*Exercise*. Return each of the entries below precisely as it appears.

*Given data*.
---*---

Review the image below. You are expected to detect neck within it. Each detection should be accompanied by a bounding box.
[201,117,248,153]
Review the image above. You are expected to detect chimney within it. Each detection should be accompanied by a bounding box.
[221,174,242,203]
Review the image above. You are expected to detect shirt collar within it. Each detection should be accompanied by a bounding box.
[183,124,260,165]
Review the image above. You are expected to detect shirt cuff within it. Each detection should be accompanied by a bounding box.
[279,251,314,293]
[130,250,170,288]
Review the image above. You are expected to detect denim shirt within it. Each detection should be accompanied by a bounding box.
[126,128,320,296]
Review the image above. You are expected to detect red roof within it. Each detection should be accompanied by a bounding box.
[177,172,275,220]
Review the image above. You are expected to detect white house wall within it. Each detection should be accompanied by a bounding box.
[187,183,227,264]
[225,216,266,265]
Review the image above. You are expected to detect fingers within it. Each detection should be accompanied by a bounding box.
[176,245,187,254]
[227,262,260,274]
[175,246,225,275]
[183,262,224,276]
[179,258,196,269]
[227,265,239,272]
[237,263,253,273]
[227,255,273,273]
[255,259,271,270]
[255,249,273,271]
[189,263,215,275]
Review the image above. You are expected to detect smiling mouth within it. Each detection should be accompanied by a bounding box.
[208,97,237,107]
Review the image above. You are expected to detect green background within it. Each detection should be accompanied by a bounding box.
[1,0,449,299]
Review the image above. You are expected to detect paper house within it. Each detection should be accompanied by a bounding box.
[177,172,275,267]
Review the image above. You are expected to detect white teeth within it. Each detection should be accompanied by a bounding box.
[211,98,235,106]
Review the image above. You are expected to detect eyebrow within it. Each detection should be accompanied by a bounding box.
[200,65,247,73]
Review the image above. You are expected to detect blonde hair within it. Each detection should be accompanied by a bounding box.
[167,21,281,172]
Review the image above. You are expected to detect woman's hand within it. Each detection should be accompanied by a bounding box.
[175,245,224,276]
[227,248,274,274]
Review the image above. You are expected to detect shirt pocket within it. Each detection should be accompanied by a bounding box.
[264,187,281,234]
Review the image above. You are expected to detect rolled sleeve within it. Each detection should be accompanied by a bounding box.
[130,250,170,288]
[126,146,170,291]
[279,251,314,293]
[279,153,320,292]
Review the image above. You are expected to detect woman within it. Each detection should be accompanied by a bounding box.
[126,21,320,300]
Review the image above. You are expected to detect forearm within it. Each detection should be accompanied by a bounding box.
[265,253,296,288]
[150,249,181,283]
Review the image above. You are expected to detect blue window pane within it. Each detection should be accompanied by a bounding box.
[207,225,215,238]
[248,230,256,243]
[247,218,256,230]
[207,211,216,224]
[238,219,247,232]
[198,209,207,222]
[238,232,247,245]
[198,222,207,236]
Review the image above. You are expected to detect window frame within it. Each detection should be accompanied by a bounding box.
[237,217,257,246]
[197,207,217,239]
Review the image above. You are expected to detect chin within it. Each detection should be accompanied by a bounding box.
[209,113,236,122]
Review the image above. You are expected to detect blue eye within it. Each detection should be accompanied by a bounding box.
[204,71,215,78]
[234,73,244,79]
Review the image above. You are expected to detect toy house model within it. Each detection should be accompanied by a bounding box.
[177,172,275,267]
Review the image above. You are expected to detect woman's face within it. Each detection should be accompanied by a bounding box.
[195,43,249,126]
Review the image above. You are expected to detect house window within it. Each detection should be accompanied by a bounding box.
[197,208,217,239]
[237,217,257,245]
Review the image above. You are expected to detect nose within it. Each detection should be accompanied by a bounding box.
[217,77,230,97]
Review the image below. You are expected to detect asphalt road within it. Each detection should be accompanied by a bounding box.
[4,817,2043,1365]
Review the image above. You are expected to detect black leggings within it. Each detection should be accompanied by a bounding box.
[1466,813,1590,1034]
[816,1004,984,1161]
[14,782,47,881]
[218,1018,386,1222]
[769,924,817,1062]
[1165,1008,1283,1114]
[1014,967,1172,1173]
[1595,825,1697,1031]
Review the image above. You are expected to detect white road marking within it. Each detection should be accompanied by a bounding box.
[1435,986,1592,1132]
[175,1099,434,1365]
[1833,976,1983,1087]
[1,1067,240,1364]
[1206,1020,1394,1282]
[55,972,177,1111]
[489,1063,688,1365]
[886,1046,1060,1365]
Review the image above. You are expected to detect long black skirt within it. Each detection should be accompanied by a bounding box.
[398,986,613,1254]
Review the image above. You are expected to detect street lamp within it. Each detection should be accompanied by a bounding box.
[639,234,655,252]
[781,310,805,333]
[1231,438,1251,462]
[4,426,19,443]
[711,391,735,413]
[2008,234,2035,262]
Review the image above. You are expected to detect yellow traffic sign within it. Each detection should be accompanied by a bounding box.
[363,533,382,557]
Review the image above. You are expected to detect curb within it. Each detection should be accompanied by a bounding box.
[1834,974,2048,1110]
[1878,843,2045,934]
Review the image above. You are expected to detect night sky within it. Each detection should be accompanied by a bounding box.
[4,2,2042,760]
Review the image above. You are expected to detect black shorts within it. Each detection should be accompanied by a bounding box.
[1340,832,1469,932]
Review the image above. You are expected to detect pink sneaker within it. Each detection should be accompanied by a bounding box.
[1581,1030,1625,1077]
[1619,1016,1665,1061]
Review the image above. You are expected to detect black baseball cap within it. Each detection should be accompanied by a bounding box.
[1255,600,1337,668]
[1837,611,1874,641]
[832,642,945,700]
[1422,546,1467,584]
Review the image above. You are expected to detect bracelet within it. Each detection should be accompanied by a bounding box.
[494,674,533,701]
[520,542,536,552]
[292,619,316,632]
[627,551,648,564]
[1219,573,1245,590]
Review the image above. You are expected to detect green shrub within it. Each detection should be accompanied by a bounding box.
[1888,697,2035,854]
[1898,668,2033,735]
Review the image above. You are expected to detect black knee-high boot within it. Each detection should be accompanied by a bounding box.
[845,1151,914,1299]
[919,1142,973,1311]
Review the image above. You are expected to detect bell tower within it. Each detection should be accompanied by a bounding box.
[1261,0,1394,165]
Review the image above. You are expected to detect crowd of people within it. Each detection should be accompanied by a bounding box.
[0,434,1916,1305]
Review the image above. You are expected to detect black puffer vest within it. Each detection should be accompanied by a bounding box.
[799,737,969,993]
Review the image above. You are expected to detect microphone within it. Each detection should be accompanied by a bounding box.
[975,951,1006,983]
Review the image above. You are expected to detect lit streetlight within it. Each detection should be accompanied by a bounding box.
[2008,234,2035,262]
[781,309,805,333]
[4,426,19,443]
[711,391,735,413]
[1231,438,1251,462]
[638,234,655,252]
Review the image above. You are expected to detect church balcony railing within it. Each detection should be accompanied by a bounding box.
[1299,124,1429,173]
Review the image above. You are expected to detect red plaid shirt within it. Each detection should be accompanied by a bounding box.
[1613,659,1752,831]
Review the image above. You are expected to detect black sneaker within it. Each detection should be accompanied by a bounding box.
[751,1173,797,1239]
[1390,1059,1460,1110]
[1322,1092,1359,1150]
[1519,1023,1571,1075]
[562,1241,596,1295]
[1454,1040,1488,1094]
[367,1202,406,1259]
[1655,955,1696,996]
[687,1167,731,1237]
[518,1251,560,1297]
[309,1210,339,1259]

---*---

*Solution for this task*.
Review the image below. You are expected to detect neck within it. Each detection should be accompanied by a bounding box.
[201,117,248,153]
Review the image above. You are expected to detect chimney within it. Each detection should be accompanied by a bounding box.
[221,174,242,203]
Review the image above. You are expected to detect shirt collar within it. Each detection should be accompanied by a bounding box.
[183,124,260,165]
Review the image above. You are expected to detect shirt cuff within it. Each detection should be accompanied by a bounding box.
[279,251,314,293]
[130,250,170,288]
Review the image above. You are expected to detect denim shirt within it. Each detection should be accompanied by a bounding box.
[126,128,320,296]
Review the image above. You are expected to detect red roof within it. Each detection should be accompanied by a bounding box.
[177,172,275,220]
Review the image above. You are expected to detect white house wall within it. Each detection should be accompanied by a bounding box.
[187,183,227,264]
[225,216,266,265]
Review the image above. You are expected to detect fingers within it. Each detection should be accompanied by a bounding box.
[176,245,187,254]
[227,262,260,274]
[175,246,225,275]
[183,262,224,276]
[179,258,196,269]
[227,265,239,272]
[237,263,253,273]
[227,255,273,273]
[255,259,271,270]
[255,249,273,271]
[189,263,215,275]
Review the image above. You are expected to detect smiling mouth within it. Each detection should be accompanied by a bounding box.
[208,97,237,107]
Review the image above. You are expected to detect green background within it. Each detection should be accompanied by a bounding box.
[1,0,449,299]
Review the image above. You are expected to detect paper house within it. Each detection should be accompanied by a bounding box.
[177,172,275,267]
Review the image above. You are expected to detect white teeth within it. Each detection should be accompanied by a bounding box.
[211,98,235,106]
Review the image above. You are expected to detect eyebrow within it. Each detection should be accompanied by a bounding box.
[200,65,247,73]
Review the image above. You are expected to detect blonde hair within it. Each detection should be accompanied by a bounding box.
[167,21,281,172]
Review the image above. You are expected to detect woman's hand within it. Each detection should be accompanied by a bounding box.
[175,245,224,276]
[227,248,274,274]
Review the image above. You are expected to detect shirt pocket within it. Each detection should be accompanied by a bounding box.
[264,187,281,234]
Review the image above. You are expected to detect rolled sleeve within it. Each detection should be accompanied by a bounding box.
[130,250,170,288]
[126,146,170,291]
[279,251,314,293]
[279,153,320,292]
Review the image above. You are expected to detect woman within it. Each detection should be accompanied by a bounding box.
[126,21,320,300]
Review the image above. You are expected to detect forearm within it. Each detection should be accompanied by a bounding box.
[265,253,296,288]
[150,249,181,283]
Review the image above. You are expected to detect blue window pane within it. Each detection should be accompanied by a bounding box.
[207,225,215,238]
[248,230,256,243]
[247,218,256,230]
[207,211,216,224]
[238,219,247,232]
[198,209,207,222]
[238,232,247,245]
[198,222,207,236]
Review the image above. You are expected to detect window frame within it. Each detection should be accompanied by a bounding box.
[237,217,257,246]
[197,207,217,239]
Review the image above. You are expected to detect chin within it. Each detection should be accompanied by a bounding box.
[209,113,236,122]
Review the image above. You are expected to detect blue eye within it. Each detection should be accompanied by a bounding box.
[204,71,215,78]
[234,73,244,79]
Review the image above. You are expected to detect toy house model within it. Each detection should be accompanied by a bounding box.
[177,172,275,267]
Review the image above. You are expected to detect woman's face within it. Each detection should be accompanied by a bounding box.
[195,43,249,126]
Review the image above. You are expected to detect house window within it. Each detection should be accompanied by a bounding box.
[197,208,217,239]
[237,217,257,245]
Review the image above. You are expected to detect nose within it. Each detection should be accompanied by a bounding box.
[217,77,230,97]
Review the image below. You are expected to detect asphalt road within it. Each detection should be accompanied by a bounding box.
[4,817,2043,1365]
Review the image above. You are expected to detect black leggings within it. Each detection should be accompanied by a bounding box.
[1466,813,1590,1034]
[816,1004,984,1161]
[14,782,47,881]
[218,1018,386,1222]
[769,924,817,1062]
[1165,1008,1283,1114]
[1014,967,1172,1173]
[1595,825,1697,1031]
Review the image above. You are expected to detect white road marking within it. Each detection should be accompanied by a bounding box.
[1435,986,1592,1132]
[175,1099,434,1365]
[1833,976,1983,1087]
[1,1067,240,1364]
[1206,1020,1394,1282]
[55,972,177,1111]
[489,1063,688,1365]
[886,1046,1060,1365]
Review the image above. You are expected to detect long black skirt within it. Each detection should be accompanied by a bounding box.
[398,986,613,1254]
Review the image above. You are expected to detect street lamp within it. Each detection should be accompanied by a bounding box.
[639,234,655,252]
[781,310,805,333]
[1231,438,1251,462]
[4,426,19,443]
[711,391,735,413]
[2008,234,2035,262]
Review the image above. You are expected to detect yellow traffic sign within it. Each detection should be accompanied by a bounding box.
[363,533,382,557]
Review the image above. You are expected to detect curb within it. Each detection should be accompanied by a bounding box.
[1834,974,2048,1110]
[1878,843,2045,934]
Review the image above. You are expected to detect night sky within it. Each detection should be accompanied by a bounding box.
[4,2,2042,760]
Review the image above. You are expected to detect black shorts within it. Each detection should be accompanied by a bounding box.
[1340,832,1469,932]
Review the image above. You are expected to detect pink sneaker within it. Each detection should be accompanied by a bounding box.
[1581,1030,1625,1077]
[1619,1016,1665,1061]
Review the image above. You are expected to detect black baseball cap within it. Each detection should be accompanied by a bounding box.
[1255,600,1337,668]
[1837,611,1874,641]
[832,642,945,700]
[1422,546,1467,584]
Review the image above. You are expected to detect bracelet within it. Each detection should be accompanied by a bounding box.
[494,674,533,701]
[520,542,536,552]
[292,619,316,632]
[627,551,648,564]
[1219,573,1245,590]
Review the image above. You are expected to detect green shrub within it. Each detection should be accompanied by a bounding box.
[1888,697,2035,854]
[1898,668,2033,735]
Review the image above. You are expected to detect black knee-high boot within it. Each detection should be accompanied by a bounding box.
[845,1151,914,1299]
[919,1142,973,1311]
Review the image above. You are expected to detect bell tower within it. Each detection should be accompanied by a bounding box.
[1261,0,1394,165]
Review the image above. You are expected to detect crowd of people within it. Each detection should be accompanied by a bounding box.
[0,434,1916,1305]
Review the image above. You are expected to detect black puffer vest within it. Each detection should be accompanied by a bounding box.
[799,737,969,993]
Review the image above. You are expected to detect microphone within it. Each detection should be accompanied by a bounding box.
[975,951,1006,983]
Review the image above. You are expected to detect lit streetlight within it. Each detection should be accompanied by a bounding box.
[2008,234,2035,262]
[781,309,805,333]
[4,426,19,443]
[711,391,735,413]
[1231,438,1251,462]
[638,234,655,252]
Review the image above. You are expected to detect church balcony railing within it. Each detection should be accompanied by a bounding box.
[1299,124,1429,173]
Review the image above. You are expected to detect red plaid shirt within it. Each detection should be accompanied by a bounding box.
[1613,659,1752,831]
Review the image above. You are expected to detect black sneaker within it. Each detection should be accompanied by a bounding box.
[751,1173,797,1239]
[1390,1059,1460,1110]
[1322,1092,1359,1150]
[1519,1023,1571,1075]
[562,1241,596,1295]
[1454,1040,1488,1094]
[367,1202,406,1259]
[1655,955,1696,996]
[687,1167,731,1237]
[518,1251,560,1297]
[309,1210,339,1259]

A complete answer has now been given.